**WRITTEN INSTRUCTION A**. Rewrite the entries from the first line up to and including the line with "M0 107L0 140L12", putting "trace" in place of "outline" and changing nothing else. Leave the pictures out of your answer.
[TEXT SHOWN start]
View Full Version : He-162 Profiles

01-16-2010, 07:16 PM
The Heinkel He-162 'Volksjager' or 'Salamander' was developed for the Luftwaffe as a lightweight fighter that would be jet-powered but still easy to produce using a majority of wooden components as metal was in short supply at the time. It entered service in 1945 and had some combat success as it was capable of very high speed - 562mph (905kph) but losses were high due to accidents and engine flame-outs.

The 162 was used by JG1, initially by I/JG1 (1st Gruppe) and II/JG1 (2nd Gruppe) with plans to expand further, but Allied bombing had thrown the infrastructure into chaos, and moving airfields due to invading forces also reduced combat effectiveness, and with only 120 aircraft delivered by the end of the war, the Salamander never really threatened to tip the balance...

The He-162 A1 was armed with 2 x 30mm cannon.

The He-162 A2 was armed with 2 x 20mm cannon.

He-162 A2 of 1/JG1 1945.


He-162 A2 of 1/JG1 1945.


He-162 A2 of 1/JG1 1945.


01-16-2010, 09:57 PM
Nice mate, excellent as usual.

01-17-2010, 04:09 PM
Nice one man :)

Deaf Smith
01-17-2010, 05:05 PM
Did it have an ejection seat or were you expected to dive through the compressor on bailing out?

01-17-2010, 06:59 PM
Did it have an ejection seat or were you expected to dive through the compressor on bailing out?

Yes it did - pilots were much more valuable than this aircraft.

06-16-2010, 01:23 PM
There were four German aircraft families notable for incorporating ejection seats, essentially because of the high performance in each case.
These were: Dornier Do.335 series, Heinkel He.219 series, Heinkel 280 series, Heinkel He.162 series.
Of these four families, the Do.335 and He.162 quite clearly demand ejector seats, because bailing-out, where it was at all possible, would be otherwise fatal for the pilot (and or radar operator/gunner, in the case of two-seater variants).
It is also of note that there had been requests for ejector seat to be fitted to both the Me.262 and the FW.190 families.
This was not done in the case of the FW.190, due to weight issues. In the Me.262 series the seats were not always operational.
[TEXT SHOWN end]
[DATASET CONTENT start]
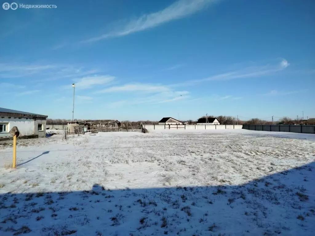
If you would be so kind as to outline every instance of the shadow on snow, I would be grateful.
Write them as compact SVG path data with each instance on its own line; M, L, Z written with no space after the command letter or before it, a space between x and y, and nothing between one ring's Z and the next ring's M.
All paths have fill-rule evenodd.
M314 235L314 167L238 186L8 193L0 234Z
M33 160L35 160L35 159L36 159L36 158L38 158L40 156L42 156L43 155L45 155L45 154L48 154L49 153L49 151L47 151L46 152L44 152L43 153L42 153L42 154L41 154L40 155L38 155L37 156L35 157L34 157L33 158L32 158L32 159L30 159L30 160L27 160L26 161L25 161L25 162L23 162L23 163L21 163L20 164L19 164L18 165L17 165L17 166L22 166L22 165L24 165L24 164L26 164L26 163L28 163L28 162L29 162L30 161L32 161Z

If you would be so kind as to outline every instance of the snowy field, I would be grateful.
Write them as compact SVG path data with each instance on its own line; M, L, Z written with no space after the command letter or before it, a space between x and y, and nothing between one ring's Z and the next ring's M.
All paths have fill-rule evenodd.
M12 141L0 143L1 236L315 235L315 135L170 130L18 142L14 170Z

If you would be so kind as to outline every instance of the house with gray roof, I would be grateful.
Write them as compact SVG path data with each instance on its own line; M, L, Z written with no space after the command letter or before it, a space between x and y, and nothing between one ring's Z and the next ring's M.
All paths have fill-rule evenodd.
M9 132L16 126L19 138L46 136L46 119L48 116L0 107L0 141L11 137Z

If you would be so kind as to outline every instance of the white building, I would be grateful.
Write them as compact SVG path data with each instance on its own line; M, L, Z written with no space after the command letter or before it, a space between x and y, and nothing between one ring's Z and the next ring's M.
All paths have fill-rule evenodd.
M210 118L208 117L208 121L205 118L200 118L197 121L197 125L220 125L220 123L216 117ZM207 122L208 121L208 122Z
M182 125L183 122L171 117L164 117L158 122L159 125Z
M0 107L0 140L12 137L9 132L16 126L20 136L45 137L47 115Z

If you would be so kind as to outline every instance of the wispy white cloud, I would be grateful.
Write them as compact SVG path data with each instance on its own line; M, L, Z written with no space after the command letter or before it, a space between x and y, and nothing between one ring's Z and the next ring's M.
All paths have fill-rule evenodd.
M147 93L158 93L169 91L167 87L159 85L140 83L129 84L119 86L111 87L98 90L96 93L102 93L114 92L142 92Z
M70 97L62 96L54 100L57 102L69 102L69 103L72 100L73 98ZM76 95L74 98L75 104L82 104L92 102L93 98L89 96Z
M66 46L66 45L67 44L66 43L59 43L52 47L51 49L52 50L56 50L57 49L63 48Z
M159 85L145 84L137 85L137 87L133 87L132 90L130 87L128 87L130 89L129 91L133 92L131 93L131 94L129 94L129 99L115 102L112 103L112 105L116 106L126 104L158 104L184 100L190 97L189 92L188 91L175 91ZM150 89L145 90L145 88L146 86L150 87ZM115 90L115 92L121 91ZM146 95L147 96L145 96ZM124 94L124 95L126 96L126 94ZM127 96L128 97L128 95Z
M39 90L30 90L27 91L25 91L21 93L18 93L16 94L17 96L23 96L24 95L29 95L33 93L38 93L40 91Z
M170 66L169 67L168 67L166 68L163 70L176 70L176 69L178 69L179 68L180 68L180 67L182 67L184 66L184 65L182 64L178 64L176 65L174 65L172 66Z
M4 89L14 89L14 88L23 88L25 87L24 85L17 85L10 83L0 83L0 88Z
M100 85L107 84L115 79L115 77L110 76L95 76L83 77L75 81L76 88L81 89L89 88L95 85Z
M179 0L163 10L144 15L130 21L116 30L82 41L87 42L120 37L156 27L169 21L192 15L218 0Z
M189 80L171 85L170 86L189 86L207 81L224 81L237 79L256 78L272 75L283 70L289 65L286 60L283 59L279 63L274 65L267 65L245 67L237 70L215 75L204 79Z
M289 94L299 93L307 91L307 89L302 89L301 90L292 90L291 91L278 91L277 90L272 90L267 93L263 95L268 96L279 96Z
[DATASET CONTENT end]
**WRITTEN INSTRUCTION B**. In the text on the He-162, how many aircraft had been delivered by the end of the war?

**CORRECT ANSWER A**.
If you would be so kind as to trace every instance of the shadow on snow, I would be grateful.
Write them as compact SVG path data with each instance on its own line; M, L, Z written with no space after the command letter or before it, a space between x and y, and nothing between one ring's Z and the next ring's M.
All paths have fill-rule evenodd.
M314 235L314 167L238 186L8 193L0 234Z
M33 160L35 160L35 159L36 159L36 158L38 158L40 156L42 156L43 155L45 155L45 154L48 154L49 153L49 151L47 151L46 152L44 152L43 153L42 153L42 154L41 154L40 155L38 155L37 156L35 157L34 157L33 158L32 158L32 159L30 159L30 160L27 160L26 161L25 161L25 162L23 162L23 163L21 163L20 164L19 164L18 165L17 165L17 166L22 166L22 165L24 165L24 164L26 164L26 163L28 163L28 162L29 162L30 161L32 161Z

If you would be so kind as to trace every instance of the snowy field, I would be grateful.
Write them as compact SVG path data with each instance on its own line; M, L, Z written with no space after the command letter or before it, a space between x and y, and nothing between one ring's Z and the next ring's M.
All paths have fill-rule evenodd.
M12 141L0 143L1 236L315 235L315 135L170 130L18 142L14 170Z

If you would be so kind as to trace every instance of the house with gray roof, I would be grateful.
Write them as compact SVG path data with each instance on its own line; M, L, Z written with no space after the command letter or before it, a space between x and y, and nothing between one ring's Z and the next ring's M.
All paths have fill-rule evenodd.
M9 132L16 126L19 138L46 136L46 119L48 116L0 107L0 141L11 137Z

If you would be so kind as to trace every instance of the white building, I would be grateful.
Write them as compact SVG path data with each instance on its own line; M, L, Z written with no space after the command letter or before it, a space between x and y, and nothing between one ring's Z and the next ring's M.
All paths have fill-rule evenodd.
M210 118L208 117L208 121L205 118L200 118L197 121L197 125L220 125L220 123L216 117ZM207 122L208 121L208 122Z
M182 125L183 122L171 117L164 117L158 122L159 125Z
M0 107L0 140L12 137L9 132L16 126L20 136L45 137L47 115Z

**CORRECT ANSWER B**. Only 120 aircraft had been delivered.